I had the same experience. Another time I tripped over a large oyster clump and fell to my knees. If it would not have been for the rayguard boots my shins would have been severely cut.


----------



## ak (May 6, 2012)

I got hit once I was hastily moving back to the boat got in a hurry and took a step just as I got to the boat. I was lucky i was wearing wind pants so the barb kind of got impeaded on its way into my leg and it just sliced me instead of sticking into me. Your not always gonna get the thing slinging its bard straight at your calf which is probably the case where it went through the mentioned guards but it will help from indirect hits that can still do damage.

And just because you have guards that doesn't mean your bullet proof and you dont need to shuffle your feet.


----------



## Russ757 (Apr 5, 2010)

I wear rayguards all througout the summer. Been hit twice with them on and never had one go through (yet). I have the Everlast brand ones


----------



## [email protected] (May 24, 2004)

Reel Lucky - The 2x4 "leg" in the test was wrapped in towels to simulate a man's leg and the boot was then buckled tightly over the fake. There was no "give" to absorb the strike of the barb.

I would have no way to certify or qualify the test result except to say that a simulation of "man steps on stingray and ray struggles to get lose" was staged as realistically as possible and the result was that after repeated direct and indirect contact with the stingray's tail barb...the boot was not penetrated. You'll just have to take that for whatever you might think it is worth.

_Dataset records:_
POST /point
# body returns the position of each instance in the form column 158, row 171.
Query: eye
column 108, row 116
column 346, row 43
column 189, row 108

_Exercise set:_
A - How would the stingray guard thread read, starting at "Reel Lucky - The" and ending at "of the barb.", if you changed "towels" to "blankets"?
B - Can you continue the stingray guard thread after its last sentence?
The listing is separate material from the stingray guard thread.

_Exercise responses:_
A -
Reel Lucky - The 2x4 "leg" in the test was wrapped in blankets to simulate a man's leg and the boot was then buckled tightly over the fake. There was no "give" to absorb the strike of the barb.

B -
----------



## rat race (Aug 10, 2006)

I wear them because if I do get hit something is always better than nothing, and they are cheap. Even the boots with built in guards are cheaper than ER and Dr bills.


----------



## TexasGrandSlam (Apr 13, 2013)

http://2coolfishing.com/ttmbforum/showthread.php?t=662842

Here's a thread from when an alligator bit a guy wading and the ray guards saved him


----------



## 21shallow (Jun 27, 2013)

*stingray*

Been hit twice wearing nothing, both times hurt like hell. Wear my crackshots now, gotta try something. Read somewhere that 80% of people pass out from the pain, not good if you're alone in the water. 2nd hit was treated with hot water from an iV bag, walked out without any pain or further treatment.


----------



## netboy (Dec 12, 2006)

fishin shallow said:


> I had the same experience. Another time I tripped over a large oyster clump and fell to my knees. If it would not have been for the rayguard boots my shins would have been severely cut.


Not to mention the chance of vibrio with open wounds.
I wear them every time I get put of the boat.


----------



## AlwaysWorkin (Jul 30, 2013)

I've been hit twice wearing them. Once at night under a full moon and once right as the sun was coming up. Didn't see either of them. One hit REALLY hard and one not too hard but it would have went between my toes. I felt like I jumped 10ft in the air, haha. Ray guards worked great both times, not a scratch.


----------



## huntnetime (Jul 23, 2004)

I can't say I've been hit since I started using them, but I've been using them ever since I got hit. Man...that is some excruciating pain. Odds are I may never get hit again, but I don't want to go through that again.


----------



## corykj (Oct 30, 2008)

I was of the mentality that if you just shuffle your feet, you'll be fine. I did it for years, since I was little and never had a problem. After a few horror stories, I got a pair of Crackshot Guardz. Last year, while wading after work by myself, I had a ray take a swipe at me and all I felt was a 'thump.' It made a small slice on the guard, but nothing on me. 

Getting hit by a ray while wading isn't a matter of 'if', it's a matter of 'when.' I wear them religiously now, except for in the winter. When the water warms up, I have them on.


----------



## troutless (Feb 17, 2006)

Now at 74 and knee replacement I stay in my Kayak to fish and the fish don't seem to mind. But I like to surf fish and don't wear any guards, but I could pay for it one of these days.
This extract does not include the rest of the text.